### SELECTED PASSAGE:
■ ■ ■ ■ ■

The harsh economic realities from the Covid-19 pandemic in 2020 forced lot of hands in Albuquerque’s commercial real estate sector. People lost jobs. Expansion deals went on hold.
While there is some optimism for a return to normalcy in 2021, developers and dealmakers will need to continue to be creative to serve clients and the community.
On the residential side, home builders and brokers stayed busy throughout the year thanks to 2020’s strong housing market. With that amount of activity, there will need to be more homes built in 2021 to replenish the inventory of single-family homes in the market.
Albuquerque’s newer neighborhoods could be on the outskirts of the metro area. There’s a good possibility the Covid-19 pandemic could influence the design of those new homes, in order to accommodate a flexible working schedule from home and in the office next year.
With all that in mind, let’s take a look at what I’ll be watching for both commercial and residential real estate in 2021.
— Ron Davis
Commercial real estate
- What happens to restaurants affected by shutdowns and economic conditions from Covid-19? From being allowed to open at limited capacity to being shutdown altogether, restaurant employees and owners had to adjust on the fly in 2020. With a vaccine in its early stages of distribution, will that be enough to ease restrictions and bring customers back in?
- Will underperforming or unused buildings be repurposed for another use? Some developers can see the possibilities that one corner of a street presents. Take Josh Skarsgard and Clayton King whose firms bought spaces that were occupied by a shutdown gas station and car wash that will soon be occupied by national tenants like Chipotle and Starbucks, respectively. On a bigger scale, Art Gardenswartz and Jim Long saw the vision with big box spaces and turned it into mass gathering spaces like Bridges on Tramway and Sawmill Market, respectively.
- Where can industrial users find space in Albuquerque? Albuquerque’s industrial market had a vacancy rate of 2.78% as of September, according to the latest report from NAI Maestas & Ward. Its industrial brokerage team of Keith Meyer, Alex Pulliam and Jim Wible are tasked with finding tenants to fill spaces in Montgomery Plaza that were formally occupied by event retailers iT’Z Pizza and Movies 8. With a tight industrial market, will developers look at similar uses
Residential real estate
- Will the housing market remain strong? Albuquerque’s housing market saw a year-over-year increase in pending and closed sales, median sales price and a sharp decrease in number of days on the market, according to the Greater Albuquerque Association of Realtors. GAAR previously told Business First that the Albuquerque metro could benefit from people leaving suburban areas and opting for a more peaceful and tranquil lifestyle in less dense populations.

■ ■ ■ ■ ■

### DATA FOR ANALYSIS:

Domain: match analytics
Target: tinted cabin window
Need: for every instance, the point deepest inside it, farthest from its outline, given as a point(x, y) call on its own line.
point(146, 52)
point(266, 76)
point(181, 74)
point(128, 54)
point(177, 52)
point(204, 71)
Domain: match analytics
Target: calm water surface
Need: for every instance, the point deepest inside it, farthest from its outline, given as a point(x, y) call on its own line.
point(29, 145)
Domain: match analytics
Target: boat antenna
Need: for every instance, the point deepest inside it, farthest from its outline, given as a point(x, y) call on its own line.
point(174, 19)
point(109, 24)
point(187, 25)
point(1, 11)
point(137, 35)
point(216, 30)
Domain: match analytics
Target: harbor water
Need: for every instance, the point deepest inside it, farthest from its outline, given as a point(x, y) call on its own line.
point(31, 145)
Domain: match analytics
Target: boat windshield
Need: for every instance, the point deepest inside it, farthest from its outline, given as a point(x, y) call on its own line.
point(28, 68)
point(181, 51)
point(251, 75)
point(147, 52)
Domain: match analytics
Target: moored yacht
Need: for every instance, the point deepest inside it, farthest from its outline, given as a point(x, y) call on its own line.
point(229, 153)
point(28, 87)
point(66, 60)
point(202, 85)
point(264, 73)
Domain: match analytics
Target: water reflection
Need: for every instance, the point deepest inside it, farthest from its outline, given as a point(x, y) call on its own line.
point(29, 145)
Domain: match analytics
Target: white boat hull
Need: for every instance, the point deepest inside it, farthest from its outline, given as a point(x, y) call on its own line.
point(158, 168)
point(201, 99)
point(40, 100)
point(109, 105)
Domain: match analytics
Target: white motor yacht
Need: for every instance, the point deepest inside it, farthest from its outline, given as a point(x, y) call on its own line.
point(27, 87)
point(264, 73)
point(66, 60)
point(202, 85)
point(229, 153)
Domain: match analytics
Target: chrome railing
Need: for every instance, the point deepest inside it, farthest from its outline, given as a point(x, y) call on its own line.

■ ■ ■ ■ ■

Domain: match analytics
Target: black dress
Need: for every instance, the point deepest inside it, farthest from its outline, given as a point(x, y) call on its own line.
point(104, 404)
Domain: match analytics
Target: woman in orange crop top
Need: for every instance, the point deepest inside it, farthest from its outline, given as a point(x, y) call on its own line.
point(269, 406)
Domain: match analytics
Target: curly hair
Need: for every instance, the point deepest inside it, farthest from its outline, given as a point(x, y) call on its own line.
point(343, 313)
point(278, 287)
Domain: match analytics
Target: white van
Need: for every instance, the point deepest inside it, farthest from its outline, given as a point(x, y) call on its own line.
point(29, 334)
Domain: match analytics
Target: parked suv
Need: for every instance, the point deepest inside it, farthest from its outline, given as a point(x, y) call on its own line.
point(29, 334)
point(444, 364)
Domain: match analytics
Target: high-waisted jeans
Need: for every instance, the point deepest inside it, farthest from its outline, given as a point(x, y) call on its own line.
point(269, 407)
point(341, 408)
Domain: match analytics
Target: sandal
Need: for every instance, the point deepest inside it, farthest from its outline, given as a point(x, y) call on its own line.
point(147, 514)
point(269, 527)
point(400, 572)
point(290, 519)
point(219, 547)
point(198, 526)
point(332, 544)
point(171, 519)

■ ■ ■ ■ ■

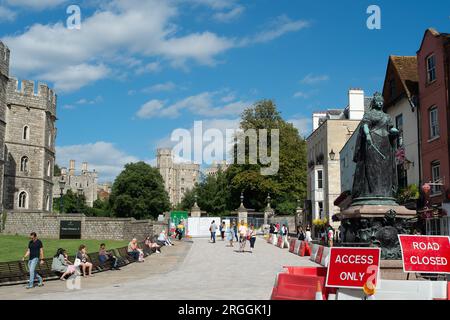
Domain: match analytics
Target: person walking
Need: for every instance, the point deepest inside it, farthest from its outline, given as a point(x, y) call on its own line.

■ ■ ■ ■ ■

### WORK ORDER:
Extend the article on what to watch in Albuquerque's commercial and residential real estate in 2021, resuming after its final sentence.

### EXERCISE OUTPUT:
- Will the supply of single-family homes and apartment units remain tight? In GAAR’s October report, the inventory of homes for sale dramatically fell by 49.2% year-over-year. John Garcia, executive director of the Home Builders Association of Central New Mexico, said the metro area has about one-month supply of homes, and would need about a seven-month supply to make it a “buyers” market. Todd Clarke, CEO of NM Apartment Advisors told Business First that about 1,500 new units are needed annually in the Albuquerque metro area. But ultimately, only about 800 to 1,000 are built because of costs associated with land and construction. Business First reported on thousands of new homes planned in Los Lunas and different subdivisions in the Mariposa community in Rio Rancho over the course of the year. In August, Business First reported on surge in investment for Albuquerque’s residential housing development as more than 750 apartment units were planned across the metro.
- How will Albuquerque’s outskirts and neighboring communities grow? On the heels of a major expansion by Netflix, the Mesa del Sol master-planned community just south of the Albuquerque International Sunport, is one of the hottest submarkets in the area, Garcia said. He added that his organization will continue to grow residential building at scale in Rio Rancho and Los Lunas because of business-friendly climates and expectations they will remain “hot” areas going into 2021.